Aufgabenstellung
Übertragen Sie aus dem nachstehenden Textauszug über das Flirten mit dem Feuerzeug den Satz „Hier haben die Spontanen und Lustigen unter uns auf jeden Fall die bessere Karte gezogen.“ ins Englische.

Nach einem locker leichten „aber klar doch“ wird in eleganter Handkombination (nicht den Kaffee verschütten) das Feuerzeug aus der Tasche geholt.
Wichtig hierbei: Niemals das Feuerzeug anmachen. Zuvorkommende und emanzipierte Menschen geben dem Flirtpartner das Feuerzeug in völliger Sicherheit, es heile und sicher zurückzuerhalten.
Zudem sei bereits im Vorfeld stets darauf zu achten, beim Kiosk oder der Tankstelle immer das billigste der billigsten Feuerzeuge zu kaufen. Sternzeichen oder Firmennamen irritieren nur und zeugen nicht von Stil.
Haben wir nun also das Ritual der Feuerzeug Übergabe gemeistert, liegt es am Geber, den nächsten Schritt zu tun. Dies spielt sich in der Reihenfolge eines Überfalls oder einer Schlägerei ab. Die gegenüberstehen Person darf auf keinen Fall abweichen und entkommen.
Hier haben die Spontanen und Lustigen unter uns auf jeden Fall die bessere Karte gezogen.
Eine lustig verzogene Mimik und ein halbwegs lockerer Spruch sichern uns die nächsten 5 Minuten. Eine Konversation über das Wetter oder die langen Wartezeiten ist hier so angebracht wie Cheeseburger auf einem Veganer-Treffen.
Hier zählt einzig und allein Kreativität und Stil. Da wir immer noch den Vorteil der Sonnenbrille genießen, genügt jede Minute ein Blick auf die Uhr. Denn Ja, auch ein Flirt sollte einen gewissen zeitlichen Rahmen einhalten.
Spätestens eine Minute vor dem Eintreffen der Bahn geht es in die erste Stufe der heißen Phase: Die gemeinsamen Sitzplätze in der Bahn.

So viel zu den allgemeinen Verhaltenstipps in solch einer Situation.

Bereitgestellte Auflistung
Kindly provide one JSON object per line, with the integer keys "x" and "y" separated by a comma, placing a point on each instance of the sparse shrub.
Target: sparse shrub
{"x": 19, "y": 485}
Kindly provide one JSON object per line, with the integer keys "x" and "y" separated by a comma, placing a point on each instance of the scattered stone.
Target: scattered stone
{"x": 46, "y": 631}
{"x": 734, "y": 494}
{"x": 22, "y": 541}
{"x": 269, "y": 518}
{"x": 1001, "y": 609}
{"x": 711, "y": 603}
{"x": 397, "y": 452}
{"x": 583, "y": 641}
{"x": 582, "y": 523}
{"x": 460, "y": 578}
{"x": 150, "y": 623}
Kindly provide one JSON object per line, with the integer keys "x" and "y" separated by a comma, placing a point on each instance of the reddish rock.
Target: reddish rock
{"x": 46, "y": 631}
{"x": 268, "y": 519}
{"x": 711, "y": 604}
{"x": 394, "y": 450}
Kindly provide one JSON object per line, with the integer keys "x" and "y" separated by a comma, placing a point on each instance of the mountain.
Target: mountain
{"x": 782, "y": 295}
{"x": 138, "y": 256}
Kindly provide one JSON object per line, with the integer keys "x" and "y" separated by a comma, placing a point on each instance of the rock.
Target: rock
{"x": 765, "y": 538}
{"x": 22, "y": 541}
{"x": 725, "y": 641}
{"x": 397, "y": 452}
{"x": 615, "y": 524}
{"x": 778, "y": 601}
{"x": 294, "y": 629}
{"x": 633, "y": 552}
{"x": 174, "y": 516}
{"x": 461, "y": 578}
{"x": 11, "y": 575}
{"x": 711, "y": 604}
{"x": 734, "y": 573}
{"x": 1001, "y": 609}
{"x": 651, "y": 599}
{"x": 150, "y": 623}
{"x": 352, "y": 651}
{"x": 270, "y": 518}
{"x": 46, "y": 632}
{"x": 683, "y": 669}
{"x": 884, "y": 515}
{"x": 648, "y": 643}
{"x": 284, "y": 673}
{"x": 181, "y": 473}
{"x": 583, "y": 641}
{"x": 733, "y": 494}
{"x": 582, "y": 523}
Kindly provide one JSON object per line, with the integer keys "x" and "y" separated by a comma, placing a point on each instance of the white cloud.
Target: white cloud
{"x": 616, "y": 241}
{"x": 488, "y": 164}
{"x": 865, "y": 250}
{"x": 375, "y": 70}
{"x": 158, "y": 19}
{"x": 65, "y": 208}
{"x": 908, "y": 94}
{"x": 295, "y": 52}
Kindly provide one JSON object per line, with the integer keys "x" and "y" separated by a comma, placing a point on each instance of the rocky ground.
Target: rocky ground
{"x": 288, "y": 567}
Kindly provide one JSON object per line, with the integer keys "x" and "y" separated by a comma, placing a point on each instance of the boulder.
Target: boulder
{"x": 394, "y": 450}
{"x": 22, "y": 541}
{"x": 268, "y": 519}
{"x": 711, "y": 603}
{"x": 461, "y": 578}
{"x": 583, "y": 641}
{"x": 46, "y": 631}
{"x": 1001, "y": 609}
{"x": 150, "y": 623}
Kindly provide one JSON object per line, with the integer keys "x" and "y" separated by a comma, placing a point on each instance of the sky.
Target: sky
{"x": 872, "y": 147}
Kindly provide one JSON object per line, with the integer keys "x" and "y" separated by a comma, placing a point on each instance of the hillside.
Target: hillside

Lösung
Here, the spontaneous and funny among us have definitely drawn the better card.